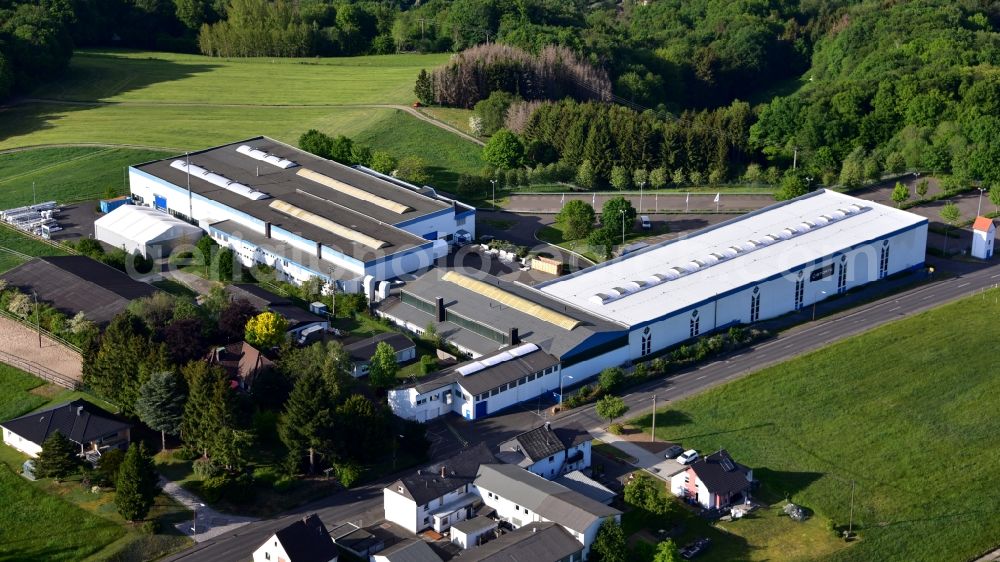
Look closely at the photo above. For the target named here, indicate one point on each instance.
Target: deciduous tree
(577, 218)
(383, 367)
(266, 330)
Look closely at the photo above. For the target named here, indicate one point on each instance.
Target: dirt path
(22, 342)
(410, 110)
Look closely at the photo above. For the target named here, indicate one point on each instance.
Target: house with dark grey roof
(242, 362)
(537, 542)
(306, 540)
(75, 284)
(480, 387)
(715, 481)
(437, 496)
(260, 298)
(362, 351)
(89, 426)
(548, 452)
(523, 498)
(407, 551)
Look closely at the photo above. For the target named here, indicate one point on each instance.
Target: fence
(39, 371)
(27, 323)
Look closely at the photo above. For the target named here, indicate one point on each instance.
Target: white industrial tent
(145, 231)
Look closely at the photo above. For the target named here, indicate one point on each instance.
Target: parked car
(688, 457)
(673, 452)
(695, 548)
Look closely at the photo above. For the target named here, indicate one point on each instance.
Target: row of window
(510, 385)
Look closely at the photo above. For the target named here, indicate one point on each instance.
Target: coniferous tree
(137, 484)
(197, 425)
(307, 424)
(161, 403)
(58, 457)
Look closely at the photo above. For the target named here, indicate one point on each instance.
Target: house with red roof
(984, 232)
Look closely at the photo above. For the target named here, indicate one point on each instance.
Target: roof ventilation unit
(265, 157)
(219, 180)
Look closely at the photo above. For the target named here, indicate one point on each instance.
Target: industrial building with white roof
(751, 268)
(304, 215)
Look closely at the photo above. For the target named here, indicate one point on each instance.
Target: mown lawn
(156, 77)
(447, 155)
(45, 520)
(67, 174)
(907, 412)
(13, 244)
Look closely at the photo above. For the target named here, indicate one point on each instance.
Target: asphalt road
(365, 504)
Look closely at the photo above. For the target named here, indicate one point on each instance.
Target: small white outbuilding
(984, 232)
(145, 231)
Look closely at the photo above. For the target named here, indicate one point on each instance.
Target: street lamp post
(622, 211)
(816, 300)
(194, 520)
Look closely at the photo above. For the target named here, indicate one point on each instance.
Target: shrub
(206, 469)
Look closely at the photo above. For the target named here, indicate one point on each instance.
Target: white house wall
(21, 444)
(400, 510)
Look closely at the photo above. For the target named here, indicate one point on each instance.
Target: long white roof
(679, 273)
(145, 225)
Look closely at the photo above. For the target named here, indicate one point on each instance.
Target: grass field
(66, 174)
(155, 77)
(907, 412)
(14, 245)
(77, 523)
(180, 102)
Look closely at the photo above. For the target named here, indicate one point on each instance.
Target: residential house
(438, 496)
(984, 233)
(583, 484)
(715, 481)
(469, 533)
(407, 551)
(306, 540)
(548, 452)
(242, 362)
(362, 351)
(299, 319)
(524, 498)
(92, 428)
(537, 542)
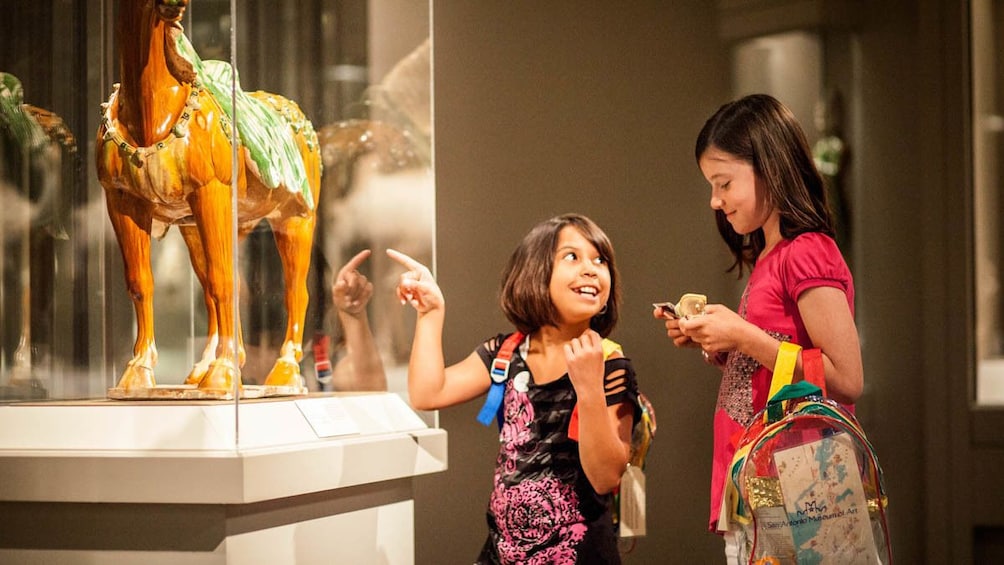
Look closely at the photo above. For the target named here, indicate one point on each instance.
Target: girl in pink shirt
(770, 207)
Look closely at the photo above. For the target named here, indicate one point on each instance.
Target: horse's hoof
(198, 373)
(220, 376)
(284, 373)
(137, 376)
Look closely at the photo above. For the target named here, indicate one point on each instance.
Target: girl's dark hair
(763, 131)
(525, 295)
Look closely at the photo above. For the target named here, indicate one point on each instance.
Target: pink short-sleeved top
(770, 301)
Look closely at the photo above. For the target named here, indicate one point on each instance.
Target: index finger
(405, 260)
(354, 262)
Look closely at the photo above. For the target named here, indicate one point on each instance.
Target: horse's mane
(180, 67)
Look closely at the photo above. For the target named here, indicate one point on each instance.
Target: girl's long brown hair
(762, 131)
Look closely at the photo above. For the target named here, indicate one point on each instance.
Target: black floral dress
(543, 509)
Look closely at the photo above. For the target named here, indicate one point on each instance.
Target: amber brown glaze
(185, 180)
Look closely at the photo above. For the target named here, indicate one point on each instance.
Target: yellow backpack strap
(784, 366)
(610, 347)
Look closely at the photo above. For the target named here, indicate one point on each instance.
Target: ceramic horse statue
(165, 157)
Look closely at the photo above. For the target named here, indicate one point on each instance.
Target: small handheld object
(690, 304)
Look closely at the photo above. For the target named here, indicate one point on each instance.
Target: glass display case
(189, 312)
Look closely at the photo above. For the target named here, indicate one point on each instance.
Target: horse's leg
(201, 268)
(199, 264)
(132, 222)
(294, 239)
(214, 218)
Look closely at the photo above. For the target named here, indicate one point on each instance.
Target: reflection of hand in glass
(361, 367)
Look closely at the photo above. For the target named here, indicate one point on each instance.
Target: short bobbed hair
(525, 294)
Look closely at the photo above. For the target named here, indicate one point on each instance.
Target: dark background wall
(545, 107)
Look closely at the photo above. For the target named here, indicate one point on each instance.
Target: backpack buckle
(500, 370)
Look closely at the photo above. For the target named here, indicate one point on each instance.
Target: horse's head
(171, 11)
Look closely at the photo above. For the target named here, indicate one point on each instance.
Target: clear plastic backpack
(805, 486)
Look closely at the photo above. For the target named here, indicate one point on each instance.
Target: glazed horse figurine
(165, 157)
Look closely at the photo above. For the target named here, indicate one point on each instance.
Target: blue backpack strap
(499, 372)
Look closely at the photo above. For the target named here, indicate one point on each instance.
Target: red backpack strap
(499, 372)
(812, 368)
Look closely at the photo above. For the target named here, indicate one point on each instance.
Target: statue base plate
(193, 392)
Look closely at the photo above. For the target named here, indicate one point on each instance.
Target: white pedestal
(310, 480)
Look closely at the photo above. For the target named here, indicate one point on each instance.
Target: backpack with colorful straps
(629, 509)
(804, 485)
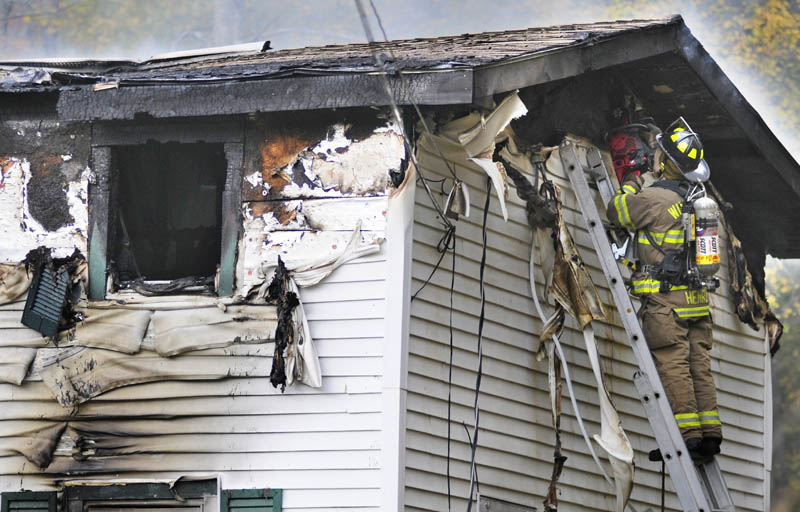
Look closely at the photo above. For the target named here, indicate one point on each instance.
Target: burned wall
(110, 398)
(309, 180)
(44, 175)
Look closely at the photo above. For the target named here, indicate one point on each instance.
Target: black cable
(450, 371)
(469, 438)
(448, 241)
(481, 319)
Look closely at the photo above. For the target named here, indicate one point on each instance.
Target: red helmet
(629, 152)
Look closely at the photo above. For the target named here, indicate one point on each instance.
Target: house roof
(660, 59)
(247, 61)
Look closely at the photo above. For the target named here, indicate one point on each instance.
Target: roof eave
(739, 109)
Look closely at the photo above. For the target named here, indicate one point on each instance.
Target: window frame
(276, 495)
(7, 497)
(76, 496)
(107, 135)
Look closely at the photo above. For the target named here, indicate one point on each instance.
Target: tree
(784, 298)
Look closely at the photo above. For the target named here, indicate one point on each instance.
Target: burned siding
(156, 387)
(44, 186)
(515, 452)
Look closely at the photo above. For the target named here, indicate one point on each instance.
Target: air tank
(706, 236)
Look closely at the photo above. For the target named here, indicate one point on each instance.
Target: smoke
(143, 28)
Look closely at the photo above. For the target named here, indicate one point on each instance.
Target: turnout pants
(680, 349)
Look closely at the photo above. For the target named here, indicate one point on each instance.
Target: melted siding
(516, 439)
(321, 446)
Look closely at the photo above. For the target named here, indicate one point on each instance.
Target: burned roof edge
(737, 106)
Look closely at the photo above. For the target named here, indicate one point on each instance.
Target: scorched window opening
(167, 210)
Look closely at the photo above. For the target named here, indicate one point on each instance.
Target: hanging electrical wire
(481, 318)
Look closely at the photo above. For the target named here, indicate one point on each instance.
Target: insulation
(14, 281)
(114, 329)
(477, 135)
(14, 363)
(36, 444)
(91, 372)
(180, 331)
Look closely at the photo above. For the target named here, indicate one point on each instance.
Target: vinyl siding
(516, 440)
(321, 446)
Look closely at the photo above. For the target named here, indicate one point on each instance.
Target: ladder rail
(691, 492)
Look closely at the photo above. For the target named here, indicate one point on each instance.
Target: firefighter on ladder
(675, 312)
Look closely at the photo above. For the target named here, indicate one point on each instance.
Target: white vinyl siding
(516, 439)
(321, 446)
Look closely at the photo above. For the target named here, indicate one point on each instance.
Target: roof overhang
(670, 41)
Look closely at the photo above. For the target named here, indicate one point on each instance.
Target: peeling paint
(19, 229)
(336, 143)
(336, 166)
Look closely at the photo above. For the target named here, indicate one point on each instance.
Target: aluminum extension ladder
(700, 487)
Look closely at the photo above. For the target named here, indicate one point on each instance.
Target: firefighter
(675, 312)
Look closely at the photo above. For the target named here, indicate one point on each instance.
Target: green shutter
(251, 500)
(28, 501)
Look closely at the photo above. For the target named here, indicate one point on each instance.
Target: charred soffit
(762, 197)
(166, 92)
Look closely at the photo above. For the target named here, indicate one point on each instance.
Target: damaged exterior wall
(300, 200)
(515, 455)
(43, 187)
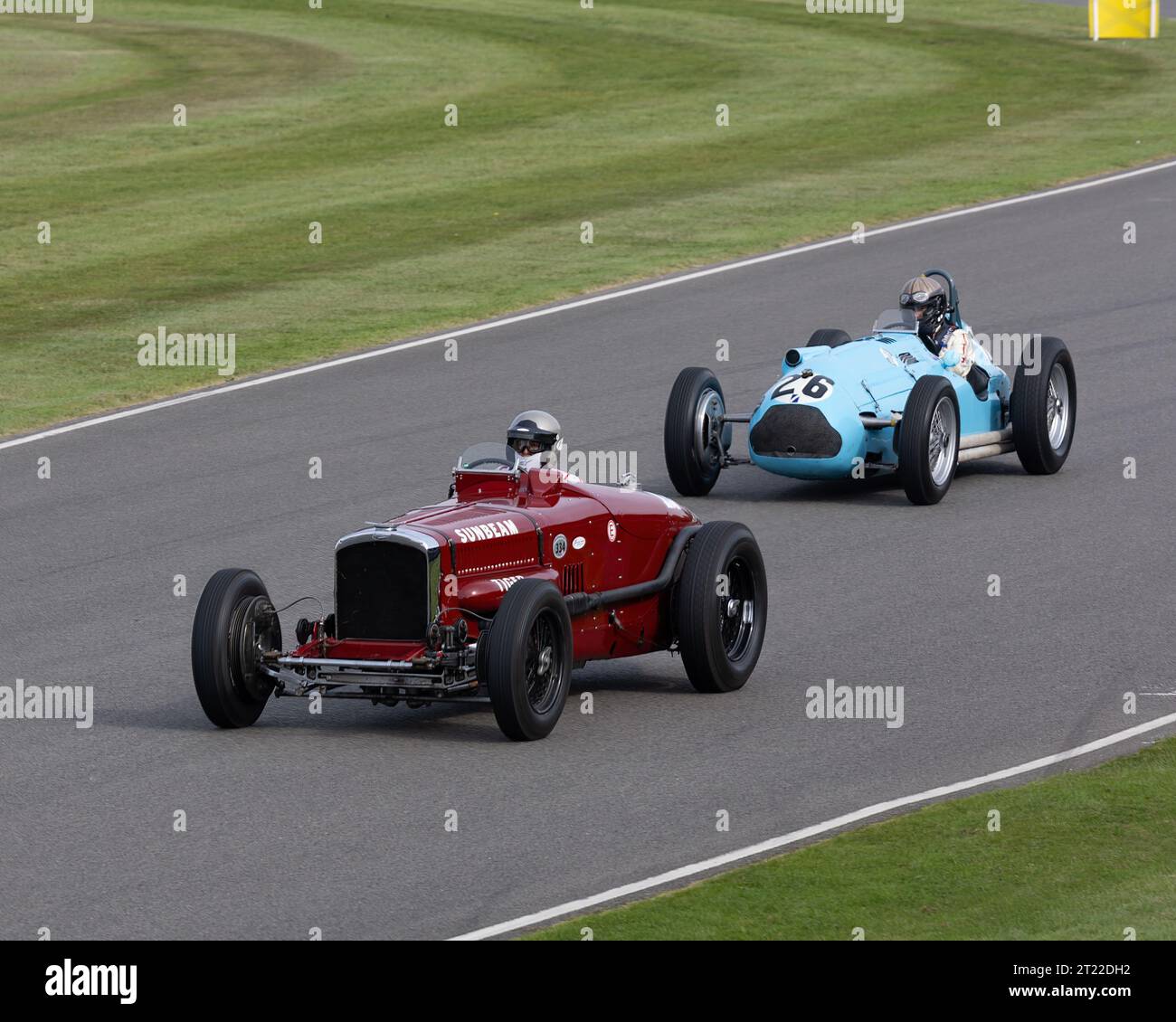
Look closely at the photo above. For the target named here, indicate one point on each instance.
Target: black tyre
(481, 655)
(721, 607)
(528, 660)
(834, 339)
(234, 621)
(1045, 407)
(695, 439)
(928, 443)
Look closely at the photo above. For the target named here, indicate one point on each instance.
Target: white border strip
(683, 872)
(432, 339)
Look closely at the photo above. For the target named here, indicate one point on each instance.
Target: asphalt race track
(337, 821)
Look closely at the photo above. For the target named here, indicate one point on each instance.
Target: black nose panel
(794, 431)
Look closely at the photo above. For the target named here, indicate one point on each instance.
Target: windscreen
(490, 457)
(895, 321)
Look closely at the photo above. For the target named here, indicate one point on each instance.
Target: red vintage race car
(495, 595)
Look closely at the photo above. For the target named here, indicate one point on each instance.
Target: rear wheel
(695, 439)
(1045, 408)
(721, 607)
(528, 660)
(929, 440)
(235, 623)
(834, 339)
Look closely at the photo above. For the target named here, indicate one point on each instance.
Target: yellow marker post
(1124, 19)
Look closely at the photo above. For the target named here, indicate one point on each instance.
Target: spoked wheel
(544, 667)
(695, 439)
(528, 660)
(721, 607)
(737, 607)
(942, 453)
(235, 623)
(929, 440)
(1045, 408)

####

Exercise details >> State how many lines of the records above contain the word "hair", giving only the number.

Task output >> 3